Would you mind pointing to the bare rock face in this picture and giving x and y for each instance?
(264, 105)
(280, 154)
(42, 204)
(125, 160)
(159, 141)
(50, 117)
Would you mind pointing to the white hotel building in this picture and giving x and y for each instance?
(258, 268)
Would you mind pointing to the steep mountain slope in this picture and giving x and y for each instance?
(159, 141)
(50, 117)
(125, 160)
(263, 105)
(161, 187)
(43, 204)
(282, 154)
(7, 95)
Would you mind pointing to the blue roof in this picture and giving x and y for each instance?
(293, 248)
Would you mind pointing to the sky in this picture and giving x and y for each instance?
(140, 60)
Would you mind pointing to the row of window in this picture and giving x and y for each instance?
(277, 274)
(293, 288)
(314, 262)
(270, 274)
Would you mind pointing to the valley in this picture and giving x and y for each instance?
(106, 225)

###

Problem details:
Lay out every line of the records above as a JSON list of strings, with one string per line and no blank lines.

Worked answer:
[
  "Would you mind pointing to the bare rock face in this picture and giving x and y for each instance?",
  "(264, 105)",
  "(280, 154)",
  "(42, 204)",
  "(125, 160)",
  "(159, 141)",
  "(50, 117)",
  "Would you mind pointing to the white hotel building in this picture and giving x and y for each instance?",
  "(258, 268)",
  "Would you mind pointing to the steep mountain slope in this picture and giving x and y for each instance?",
  "(159, 141)",
  "(50, 117)",
  "(125, 160)",
  "(263, 105)",
  "(161, 187)",
  "(43, 204)",
  "(282, 154)",
  "(7, 95)",
  "Would you mind pointing to the blue roof in this picture and giving x and y for each instance?",
  "(293, 248)",
  "Would you mind pointing to the sky in this picture and giving x and y for each instance?",
  "(140, 60)",
  "Would you mind pointing to the row of window in this picture and giving x and y for each instance?",
  "(277, 274)",
  "(293, 288)",
  "(314, 262)",
  "(270, 274)",
  "Would you mind pointing to the valley in this picture and giving x and y for each instance?",
  "(106, 225)"
]